# Work required
Return, exactly and in full, the lines of the records below starting at the one with "of the sky." and ending at the one with "of the deck", and no other lines.

# Stored data entries
================================
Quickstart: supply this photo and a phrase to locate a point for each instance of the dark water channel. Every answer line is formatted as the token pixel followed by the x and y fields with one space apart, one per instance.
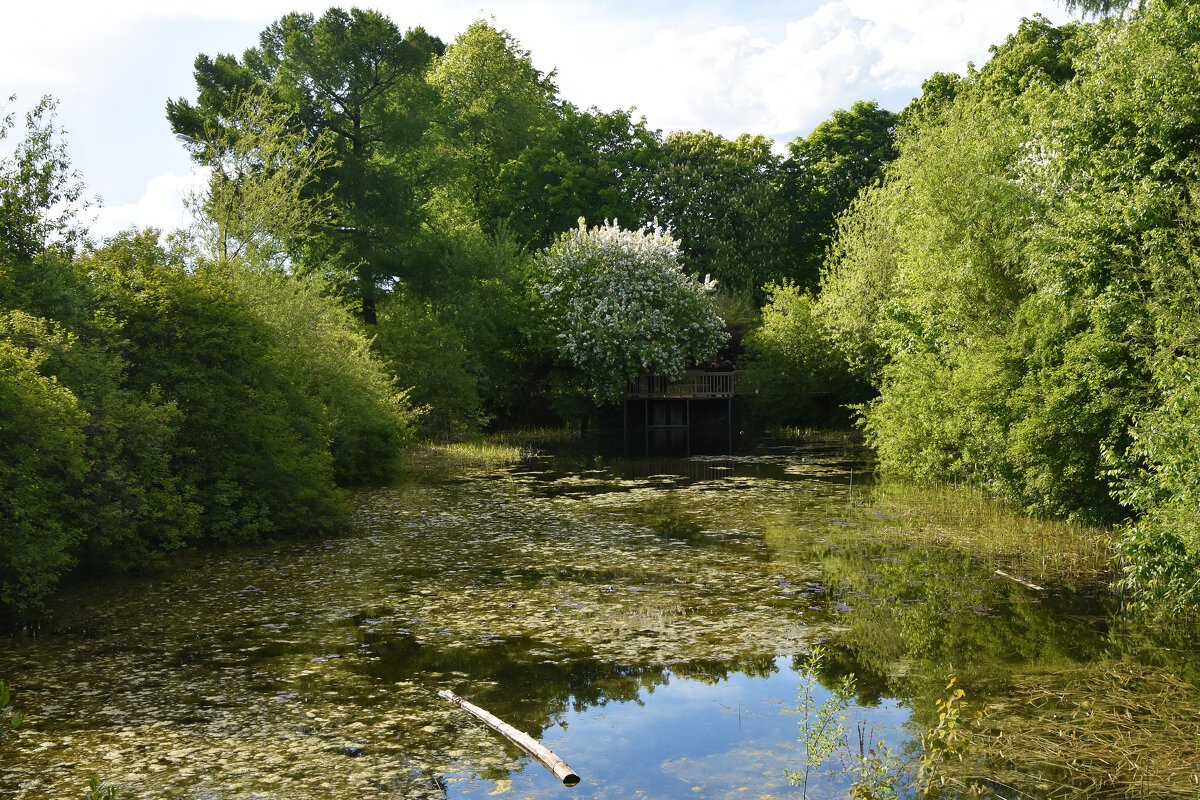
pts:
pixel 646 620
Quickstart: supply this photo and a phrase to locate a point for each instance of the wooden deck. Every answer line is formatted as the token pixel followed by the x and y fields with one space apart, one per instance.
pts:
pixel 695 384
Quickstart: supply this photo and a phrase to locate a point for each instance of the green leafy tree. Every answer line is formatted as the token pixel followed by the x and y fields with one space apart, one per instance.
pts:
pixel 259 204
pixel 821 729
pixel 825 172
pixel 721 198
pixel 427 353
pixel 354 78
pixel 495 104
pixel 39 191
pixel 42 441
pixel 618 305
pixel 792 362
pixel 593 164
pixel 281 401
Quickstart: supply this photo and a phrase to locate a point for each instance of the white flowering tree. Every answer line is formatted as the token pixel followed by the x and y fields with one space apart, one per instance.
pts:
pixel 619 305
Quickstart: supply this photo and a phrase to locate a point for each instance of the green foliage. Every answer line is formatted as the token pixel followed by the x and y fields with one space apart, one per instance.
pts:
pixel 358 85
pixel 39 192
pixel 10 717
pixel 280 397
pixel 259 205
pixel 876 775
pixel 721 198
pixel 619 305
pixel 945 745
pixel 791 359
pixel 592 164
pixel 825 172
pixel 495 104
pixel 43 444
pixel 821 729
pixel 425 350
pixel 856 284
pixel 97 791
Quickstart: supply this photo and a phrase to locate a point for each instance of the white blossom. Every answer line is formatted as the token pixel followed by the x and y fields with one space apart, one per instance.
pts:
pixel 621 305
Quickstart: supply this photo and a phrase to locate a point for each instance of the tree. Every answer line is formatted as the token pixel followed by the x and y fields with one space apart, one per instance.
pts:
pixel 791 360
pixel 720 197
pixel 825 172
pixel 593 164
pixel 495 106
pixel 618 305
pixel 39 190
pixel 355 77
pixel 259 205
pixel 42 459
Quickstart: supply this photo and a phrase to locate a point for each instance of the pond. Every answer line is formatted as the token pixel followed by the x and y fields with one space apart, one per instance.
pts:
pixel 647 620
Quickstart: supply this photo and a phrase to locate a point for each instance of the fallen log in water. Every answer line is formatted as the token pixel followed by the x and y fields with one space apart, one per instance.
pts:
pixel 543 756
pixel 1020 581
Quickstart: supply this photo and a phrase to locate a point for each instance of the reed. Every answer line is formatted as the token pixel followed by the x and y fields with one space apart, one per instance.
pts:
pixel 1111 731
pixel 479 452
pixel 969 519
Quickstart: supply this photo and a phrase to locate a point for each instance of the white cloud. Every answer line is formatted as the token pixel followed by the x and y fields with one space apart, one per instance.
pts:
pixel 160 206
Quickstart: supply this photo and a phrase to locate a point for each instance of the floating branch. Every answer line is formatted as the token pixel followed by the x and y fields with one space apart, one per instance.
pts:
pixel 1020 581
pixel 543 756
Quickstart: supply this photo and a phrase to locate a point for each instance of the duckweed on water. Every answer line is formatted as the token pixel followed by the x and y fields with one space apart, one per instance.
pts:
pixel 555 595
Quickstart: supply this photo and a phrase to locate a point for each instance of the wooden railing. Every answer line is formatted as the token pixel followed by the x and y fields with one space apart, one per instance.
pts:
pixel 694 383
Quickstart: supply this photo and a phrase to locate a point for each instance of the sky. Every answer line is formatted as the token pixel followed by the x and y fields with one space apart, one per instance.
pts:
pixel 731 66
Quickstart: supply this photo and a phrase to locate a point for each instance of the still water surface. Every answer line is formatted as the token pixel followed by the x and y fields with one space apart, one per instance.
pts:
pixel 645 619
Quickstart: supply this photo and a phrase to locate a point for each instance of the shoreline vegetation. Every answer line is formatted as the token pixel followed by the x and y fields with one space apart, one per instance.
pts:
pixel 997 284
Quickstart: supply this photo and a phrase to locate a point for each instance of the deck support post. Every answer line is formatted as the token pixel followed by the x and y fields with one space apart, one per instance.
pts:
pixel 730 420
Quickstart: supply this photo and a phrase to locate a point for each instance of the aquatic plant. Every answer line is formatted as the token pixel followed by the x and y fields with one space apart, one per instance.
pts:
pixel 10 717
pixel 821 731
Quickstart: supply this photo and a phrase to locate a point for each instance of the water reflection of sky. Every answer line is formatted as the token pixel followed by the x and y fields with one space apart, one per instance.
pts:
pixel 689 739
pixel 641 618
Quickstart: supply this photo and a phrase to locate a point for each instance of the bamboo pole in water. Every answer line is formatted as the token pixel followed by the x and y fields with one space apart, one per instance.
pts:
================================
# Expected output
Quickstart: supply this photo and a phrase to locate a point for each instance of the sky. Every answer line is formatted as the token pixel followed by the x and y fields with one space apart, one per instance.
pts:
pixel 731 66
Quickstart: supply this photo and a phrase to locate a point for each instance of the still water surface. Every answer line is formatted as the token pixel followed by the x and y fields with one space apart, one per instance.
pts:
pixel 645 619
Quickstart: supply this photo and a phrase to locate a point for each instance of the shoreline vegetation. Every answer line is formatted as the token pixel followed by the x and y fields with one space apart, one per instance.
pts:
pixel 997 284
Quickstart: supply this photo and a phrase to locate a point for each instance of the deck support post. Every answer line is formatted as the token pixel followed by the x and y fields with one space apart, one per instance.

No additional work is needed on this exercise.